--- Exercise aim ---
Pick out every line in the items below that contains the word "window" and copy each one. Letter case must match.

[Raw items]
/---
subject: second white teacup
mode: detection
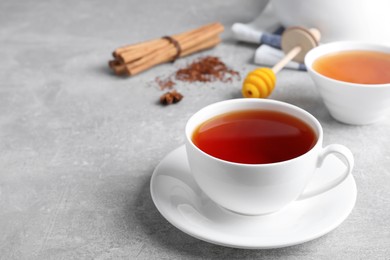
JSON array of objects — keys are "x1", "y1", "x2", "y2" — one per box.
[{"x1": 185, "y1": 99, "x2": 354, "y2": 215}]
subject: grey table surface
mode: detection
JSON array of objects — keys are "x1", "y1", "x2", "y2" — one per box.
[{"x1": 0, "y1": 0, "x2": 390, "y2": 259}]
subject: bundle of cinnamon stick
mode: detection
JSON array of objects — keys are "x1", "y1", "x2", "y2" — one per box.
[{"x1": 108, "y1": 23, "x2": 224, "y2": 76}]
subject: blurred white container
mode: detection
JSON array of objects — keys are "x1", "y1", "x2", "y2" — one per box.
[
  {"x1": 305, "y1": 41, "x2": 390, "y2": 125},
  {"x1": 272, "y1": 0, "x2": 390, "y2": 45}
]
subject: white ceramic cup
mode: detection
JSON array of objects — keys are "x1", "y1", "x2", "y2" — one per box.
[
  {"x1": 305, "y1": 41, "x2": 390, "y2": 125},
  {"x1": 185, "y1": 98, "x2": 354, "y2": 215}
]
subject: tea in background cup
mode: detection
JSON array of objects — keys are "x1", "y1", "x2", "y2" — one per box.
[
  {"x1": 185, "y1": 99, "x2": 353, "y2": 215},
  {"x1": 305, "y1": 42, "x2": 390, "y2": 125}
]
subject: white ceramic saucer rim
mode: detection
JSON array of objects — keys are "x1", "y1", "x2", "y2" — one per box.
[{"x1": 150, "y1": 145, "x2": 357, "y2": 249}]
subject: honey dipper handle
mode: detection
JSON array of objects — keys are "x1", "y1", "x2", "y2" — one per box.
[{"x1": 272, "y1": 46, "x2": 302, "y2": 74}]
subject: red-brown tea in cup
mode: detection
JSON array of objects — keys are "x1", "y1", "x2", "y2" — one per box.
[
  {"x1": 313, "y1": 50, "x2": 390, "y2": 84},
  {"x1": 192, "y1": 110, "x2": 317, "y2": 164}
]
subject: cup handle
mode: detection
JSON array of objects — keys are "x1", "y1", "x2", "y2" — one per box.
[{"x1": 297, "y1": 144, "x2": 354, "y2": 200}]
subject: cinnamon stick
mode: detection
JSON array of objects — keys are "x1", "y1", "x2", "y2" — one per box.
[{"x1": 109, "y1": 23, "x2": 224, "y2": 75}]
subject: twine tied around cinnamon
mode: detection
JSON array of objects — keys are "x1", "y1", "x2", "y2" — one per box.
[{"x1": 108, "y1": 22, "x2": 224, "y2": 76}]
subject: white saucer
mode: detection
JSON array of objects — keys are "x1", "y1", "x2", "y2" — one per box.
[{"x1": 150, "y1": 146, "x2": 357, "y2": 249}]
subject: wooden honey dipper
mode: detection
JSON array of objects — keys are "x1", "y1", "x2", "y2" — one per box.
[{"x1": 241, "y1": 27, "x2": 321, "y2": 98}]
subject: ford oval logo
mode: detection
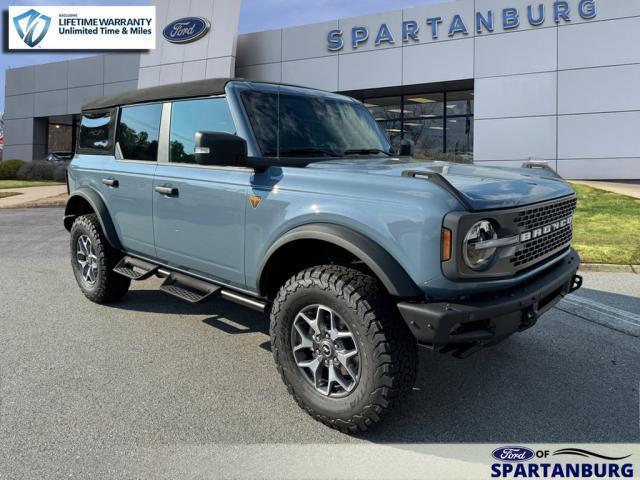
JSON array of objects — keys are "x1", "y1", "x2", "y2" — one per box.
[
  {"x1": 492, "y1": 447, "x2": 536, "y2": 462},
  {"x1": 162, "y1": 17, "x2": 211, "y2": 43}
]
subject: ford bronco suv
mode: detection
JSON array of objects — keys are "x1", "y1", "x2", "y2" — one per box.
[{"x1": 64, "y1": 79, "x2": 581, "y2": 432}]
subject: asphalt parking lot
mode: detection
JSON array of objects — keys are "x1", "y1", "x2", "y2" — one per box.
[{"x1": 0, "y1": 209, "x2": 640, "y2": 478}]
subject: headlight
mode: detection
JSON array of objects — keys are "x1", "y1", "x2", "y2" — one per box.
[{"x1": 462, "y1": 220, "x2": 498, "y2": 270}]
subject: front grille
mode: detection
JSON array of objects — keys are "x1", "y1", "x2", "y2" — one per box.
[
  {"x1": 511, "y1": 225, "x2": 573, "y2": 267},
  {"x1": 510, "y1": 198, "x2": 577, "y2": 268},
  {"x1": 514, "y1": 198, "x2": 577, "y2": 232}
]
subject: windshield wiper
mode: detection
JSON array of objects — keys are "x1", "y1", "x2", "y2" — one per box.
[
  {"x1": 265, "y1": 147, "x2": 341, "y2": 157},
  {"x1": 342, "y1": 148, "x2": 393, "y2": 157}
]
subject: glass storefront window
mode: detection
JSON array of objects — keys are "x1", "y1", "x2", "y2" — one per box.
[
  {"x1": 363, "y1": 90, "x2": 474, "y2": 163},
  {"x1": 404, "y1": 93, "x2": 444, "y2": 118},
  {"x1": 363, "y1": 97, "x2": 402, "y2": 122},
  {"x1": 446, "y1": 117, "x2": 473, "y2": 163},
  {"x1": 404, "y1": 118, "x2": 444, "y2": 160},
  {"x1": 378, "y1": 120, "x2": 402, "y2": 150},
  {"x1": 447, "y1": 90, "x2": 473, "y2": 115}
]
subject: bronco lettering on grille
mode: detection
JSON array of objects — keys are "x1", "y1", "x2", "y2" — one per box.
[{"x1": 520, "y1": 217, "x2": 573, "y2": 243}]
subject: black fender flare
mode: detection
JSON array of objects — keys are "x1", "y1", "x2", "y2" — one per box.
[
  {"x1": 257, "y1": 223, "x2": 423, "y2": 298},
  {"x1": 64, "y1": 187, "x2": 122, "y2": 250}
]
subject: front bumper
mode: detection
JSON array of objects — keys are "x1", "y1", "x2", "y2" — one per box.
[{"x1": 398, "y1": 249, "x2": 582, "y2": 356}]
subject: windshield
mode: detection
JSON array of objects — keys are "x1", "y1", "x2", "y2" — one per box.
[{"x1": 241, "y1": 87, "x2": 390, "y2": 157}]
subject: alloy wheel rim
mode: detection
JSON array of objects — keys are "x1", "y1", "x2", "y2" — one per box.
[
  {"x1": 291, "y1": 305, "x2": 360, "y2": 397},
  {"x1": 76, "y1": 235, "x2": 98, "y2": 285}
]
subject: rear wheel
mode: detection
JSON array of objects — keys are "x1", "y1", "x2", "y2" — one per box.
[
  {"x1": 271, "y1": 265, "x2": 417, "y2": 432},
  {"x1": 70, "y1": 214, "x2": 131, "y2": 303}
]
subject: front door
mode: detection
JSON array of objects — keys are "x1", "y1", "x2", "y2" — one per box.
[
  {"x1": 101, "y1": 104, "x2": 162, "y2": 258},
  {"x1": 153, "y1": 97, "x2": 253, "y2": 287}
]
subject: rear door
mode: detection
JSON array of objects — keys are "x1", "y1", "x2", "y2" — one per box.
[
  {"x1": 102, "y1": 103, "x2": 162, "y2": 258},
  {"x1": 153, "y1": 97, "x2": 253, "y2": 287}
]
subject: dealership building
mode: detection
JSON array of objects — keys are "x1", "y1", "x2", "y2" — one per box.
[{"x1": 4, "y1": 0, "x2": 640, "y2": 179}]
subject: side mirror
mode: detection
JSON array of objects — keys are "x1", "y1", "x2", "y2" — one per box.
[
  {"x1": 399, "y1": 138, "x2": 415, "y2": 157},
  {"x1": 194, "y1": 132, "x2": 247, "y2": 167}
]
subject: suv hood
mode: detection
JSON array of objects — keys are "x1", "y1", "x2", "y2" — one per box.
[{"x1": 307, "y1": 157, "x2": 574, "y2": 210}]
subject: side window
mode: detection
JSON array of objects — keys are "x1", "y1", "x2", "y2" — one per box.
[
  {"x1": 78, "y1": 110, "x2": 115, "y2": 154},
  {"x1": 169, "y1": 97, "x2": 236, "y2": 163},
  {"x1": 116, "y1": 103, "x2": 162, "y2": 162}
]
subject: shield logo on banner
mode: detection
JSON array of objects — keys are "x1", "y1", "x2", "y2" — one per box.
[{"x1": 13, "y1": 8, "x2": 51, "y2": 47}]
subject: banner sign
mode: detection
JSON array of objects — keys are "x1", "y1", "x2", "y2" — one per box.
[{"x1": 7, "y1": 6, "x2": 156, "y2": 50}]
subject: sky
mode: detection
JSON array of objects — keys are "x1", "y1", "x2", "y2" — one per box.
[{"x1": 0, "y1": 0, "x2": 443, "y2": 112}]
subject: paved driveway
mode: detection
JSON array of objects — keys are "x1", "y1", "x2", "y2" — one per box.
[{"x1": 0, "y1": 209, "x2": 640, "y2": 478}]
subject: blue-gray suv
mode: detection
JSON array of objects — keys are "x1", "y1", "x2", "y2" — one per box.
[{"x1": 64, "y1": 79, "x2": 581, "y2": 432}]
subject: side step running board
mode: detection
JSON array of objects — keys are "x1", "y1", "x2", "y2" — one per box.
[
  {"x1": 160, "y1": 272, "x2": 220, "y2": 303},
  {"x1": 113, "y1": 256, "x2": 158, "y2": 280},
  {"x1": 113, "y1": 255, "x2": 269, "y2": 313}
]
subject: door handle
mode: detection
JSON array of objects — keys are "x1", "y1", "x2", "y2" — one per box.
[
  {"x1": 155, "y1": 185, "x2": 178, "y2": 197},
  {"x1": 102, "y1": 178, "x2": 120, "y2": 188}
]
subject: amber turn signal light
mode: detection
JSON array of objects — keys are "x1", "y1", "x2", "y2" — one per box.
[{"x1": 440, "y1": 228, "x2": 451, "y2": 262}]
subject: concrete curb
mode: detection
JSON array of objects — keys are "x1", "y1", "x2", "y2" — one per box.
[
  {"x1": 555, "y1": 295, "x2": 640, "y2": 337},
  {"x1": 580, "y1": 263, "x2": 640, "y2": 274}
]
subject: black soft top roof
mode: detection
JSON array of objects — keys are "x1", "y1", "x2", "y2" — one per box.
[{"x1": 82, "y1": 78, "x2": 240, "y2": 111}]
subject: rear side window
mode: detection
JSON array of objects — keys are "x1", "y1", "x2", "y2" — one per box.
[
  {"x1": 169, "y1": 98, "x2": 236, "y2": 163},
  {"x1": 78, "y1": 109, "x2": 116, "y2": 154},
  {"x1": 116, "y1": 103, "x2": 162, "y2": 162}
]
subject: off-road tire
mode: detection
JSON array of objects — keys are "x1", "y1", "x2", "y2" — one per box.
[
  {"x1": 70, "y1": 213, "x2": 131, "y2": 303},
  {"x1": 270, "y1": 265, "x2": 418, "y2": 433}
]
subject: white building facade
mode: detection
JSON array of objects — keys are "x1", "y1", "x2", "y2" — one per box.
[{"x1": 4, "y1": 0, "x2": 640, "y2": 179}]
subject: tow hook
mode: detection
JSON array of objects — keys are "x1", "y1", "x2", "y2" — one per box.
[{"x1": 569, "y1": 275, "x2": 582, "y2": 293}]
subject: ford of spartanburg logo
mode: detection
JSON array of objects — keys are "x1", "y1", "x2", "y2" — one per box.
[
  {"x1": 13, "y1": 8, "x2": 51, "y2": 47},
  {"x1": 162, "y1": 17, "x2": 211, "y2": 43},
  {"x1": 491, "y1": 447, "x2": 536, "y2": 462}
]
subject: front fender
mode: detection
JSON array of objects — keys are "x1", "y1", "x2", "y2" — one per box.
[
  {"x1": 257, "y1": 223, "x2": 422, "y2": 298},
  {"x1": 64, "y1": 187, "x2": 122, "y2": 250}
]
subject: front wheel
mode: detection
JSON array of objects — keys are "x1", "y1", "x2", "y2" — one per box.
[
  {"x1": 70, "y1": 214, "x2": 131, "y2": 303},
  {"x1": 271, "y1": 265, "x2": 417, "y2": 432}
]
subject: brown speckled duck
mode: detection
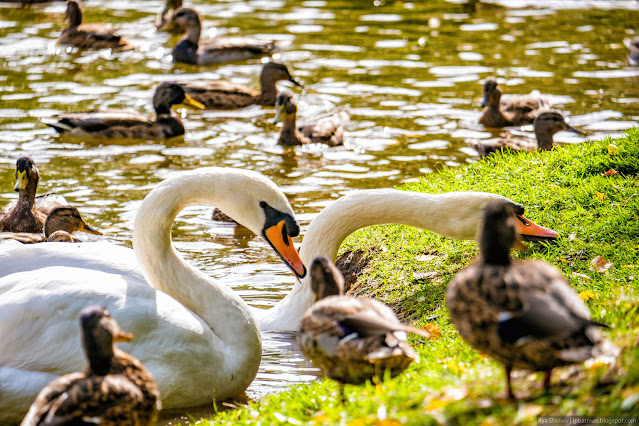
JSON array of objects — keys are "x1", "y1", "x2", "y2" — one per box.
[
  {"x1": 21, "y1": 306, "x2": 161, "y2": 426},
  {"x1": 58, "y1": 0, "x2": 134, "y2": 51},
  {"x1": 297, "y1": 257, "x2": 429, "y2": 384},
  {"x1": 273, "y1": 90, "x2": 349, "y2": 146},
  {"x1": 446, "y1": 203, "x2": 618, "y2": 399},
  {"x1": 172, "y1": 7, "x2": 276, "y2": 65},
  {"x1": 182, "y1": 62, "x2": 302, "y2": 109},
  {"x1": 467, "y1": 111, "x2": 584, "y2": 157},
  {"x1": 479, "y1": 77, "x2": 550, "y2": 127},
  {"x1": 41, "y1": 83, "x2": 204, "y2": 139},
  {"x1": 0, "y1": 205, "x2": 102, "y2": 244}
]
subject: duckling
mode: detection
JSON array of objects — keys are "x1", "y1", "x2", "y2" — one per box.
\---
--- Result of this task ---
subject: glass storefront window
subject: side window
subject: rear side window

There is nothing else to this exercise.